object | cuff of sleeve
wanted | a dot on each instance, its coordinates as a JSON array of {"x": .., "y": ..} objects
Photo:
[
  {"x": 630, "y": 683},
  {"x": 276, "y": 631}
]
* * * *
**Requirement:** Type the records again in full, matching them exactly.

**Response to the exercise:**
object | cuff of sleeve
wanted | a dot on each instance, its coordinates as a JSON array of {"x": .., "y": ..} objects
Photo:
[
  {"x": 630, "y": 683},
  {"x": 276, "y": 631}
]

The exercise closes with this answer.